**MATERIAL FOR THE TASK:**
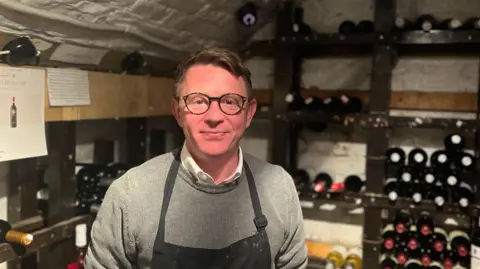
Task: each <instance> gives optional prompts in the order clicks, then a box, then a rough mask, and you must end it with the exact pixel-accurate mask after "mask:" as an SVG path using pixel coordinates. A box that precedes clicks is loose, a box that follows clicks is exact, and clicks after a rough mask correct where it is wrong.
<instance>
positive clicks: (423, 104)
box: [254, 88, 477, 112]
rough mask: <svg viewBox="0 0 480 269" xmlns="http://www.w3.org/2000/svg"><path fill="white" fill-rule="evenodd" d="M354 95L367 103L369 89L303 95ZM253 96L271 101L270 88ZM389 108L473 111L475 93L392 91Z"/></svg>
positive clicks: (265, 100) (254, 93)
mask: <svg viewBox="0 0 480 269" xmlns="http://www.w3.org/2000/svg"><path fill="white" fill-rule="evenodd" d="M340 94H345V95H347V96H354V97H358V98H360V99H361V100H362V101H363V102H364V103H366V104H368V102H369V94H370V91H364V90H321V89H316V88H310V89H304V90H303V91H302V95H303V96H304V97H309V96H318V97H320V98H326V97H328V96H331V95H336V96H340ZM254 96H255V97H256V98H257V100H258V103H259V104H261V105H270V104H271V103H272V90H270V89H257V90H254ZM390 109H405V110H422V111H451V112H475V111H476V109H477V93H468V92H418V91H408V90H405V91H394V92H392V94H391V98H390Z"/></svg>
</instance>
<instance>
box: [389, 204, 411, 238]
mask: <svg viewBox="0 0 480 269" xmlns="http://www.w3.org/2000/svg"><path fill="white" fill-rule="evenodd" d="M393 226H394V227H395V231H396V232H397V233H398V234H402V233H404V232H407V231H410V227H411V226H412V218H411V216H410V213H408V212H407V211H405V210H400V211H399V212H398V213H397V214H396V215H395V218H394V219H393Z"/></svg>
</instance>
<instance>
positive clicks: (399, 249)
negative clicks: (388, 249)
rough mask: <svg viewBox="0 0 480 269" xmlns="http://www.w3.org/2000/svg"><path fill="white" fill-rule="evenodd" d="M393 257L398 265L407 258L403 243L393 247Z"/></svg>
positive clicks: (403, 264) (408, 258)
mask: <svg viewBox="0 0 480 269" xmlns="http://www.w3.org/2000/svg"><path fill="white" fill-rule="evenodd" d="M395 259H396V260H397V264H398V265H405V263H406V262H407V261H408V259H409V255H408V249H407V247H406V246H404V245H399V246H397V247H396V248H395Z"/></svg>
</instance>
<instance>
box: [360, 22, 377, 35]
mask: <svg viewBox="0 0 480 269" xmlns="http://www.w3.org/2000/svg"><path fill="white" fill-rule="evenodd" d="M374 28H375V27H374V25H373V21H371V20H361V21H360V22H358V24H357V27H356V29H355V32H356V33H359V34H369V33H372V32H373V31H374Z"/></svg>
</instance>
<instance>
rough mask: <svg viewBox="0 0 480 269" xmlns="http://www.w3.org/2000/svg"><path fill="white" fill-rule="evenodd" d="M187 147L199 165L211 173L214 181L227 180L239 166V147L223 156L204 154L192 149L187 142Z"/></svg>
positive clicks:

**WHAT IS EXPECTED:** The task requires that every line above be transcribed exactly, without the images.

**ANSWER BOX:**
Task: each <instance> gives optional prompts in the order clicks, then a box, then a rough mask, and you must end it with the exact pixel-accurate mask after "mask:" as an SVG path using pixel coordinates. A box that precedes clicks is loose, a box that follows clicks is exact, and clicks after a rough mask correct where it is wrong.
<instance>
positive clicks: (423, 104)
box: [254, 88, 477, 112]
rough mask: <svg viewBox="0 0 480 269" xmlns="http://www.w3.org/2000/svg"><path fill="white" fill-rule="evenodd" d="M354 95L367 103L369 89L303 95ZM253 96L271 101L270 88ZM389 108L473 111L475 93L392 91Z"/></svg>
positive clicks: (265, 100) (254, 93)
mask: <svg viewBox="0 0 480 269" xmlns="http://www.w3.org/2000/svg"><path fill="white" fill-rule="evenodd" d="M340 94H345V95H347V96H354V97H358V98H360V99H361V100H362V101H363V102H364V103H366V104H368V102H369V94H370V91H364V90H321V89H316V88H310V89H304V90H303V91H302V95H303V96H304V97H309V96H318V97H320V98H326V97H328V96H331V95H336V96H340ZM254 96H255V97H256V98H257V100H258V103H259V104H261V105H270V104H271V103H272V90H270V89H257V90H254ZM390 109H405V110H422V111H451V112H475V111H476V109H477V93H468V92H418V91H408V90H405V91H394V92H392V94H391V98H390Z"/></svg>
</instance>
<instance>
box: [389, 204, 411, 238]
mask: <svg viewBox="0 0 480 269" xmlns="http://www.w3.org/2000/svg"><path fill="white" fill-rule="evenodd" d="M393 226H394V227H395V231H396V232H397V233H398V234H402V233H404V232H407V231H410V227H411V226H412V218H411V216H410V213H408V212H407V211H405V210H400V211H399V212H398V213H397V214H396V215H395V218H394V219H393Z"/></svg>
</instance>
<instance>
positive clicks: (399, 249)
negative clicks: (388, 249)
rough mask: <svg viewBox="0 0 480 269" xmlns="http://www.w3.org/2000/svg"><path fill="white" fill-rule="evenodd" d="M393 257L398 265L407 258L403 243L393 247Z"/></svg>
positive clicks: (403, 264) (408, 258)
mask: <svg viewBox="0 0 480 269" xmlns="http://www.w3.org/2000/svg"><path fill="white" fill-rule="evenodd" d="M395 259H396V260H397V264H398V265H405V263H406V262H407V261H408V259H409V255H408V249H407V247H406V246H404V245H399V246H397V247H396V248H395Z"/></svg>
</instance>
<instance>
box: [360, 22, 377, 35]
mask: <svg viewBox="0 0 480 269" xmlns="http://www.w3.org/2000/svg"><path fill="white" fill-rule="evenodd" d="M374 28H375V27H374V25H373V21H371V20H361V21H360V22H358V24H357V27H356V29H355V32H356V33H359V34H369V33H372V32H373V31H374Z"/></svg>
</instance>
<instance>
rough mask: <svg viewBox="0 0 480 269" xmlns="http://www.w3.org/2000/svg"><path fill="white" fill-rule="evenodd" d="M187 147L199 165L211 173L214 181L227 180L239 166V147L223 156L204 154L192 149L187 142Z"/></svg>
positive clicks:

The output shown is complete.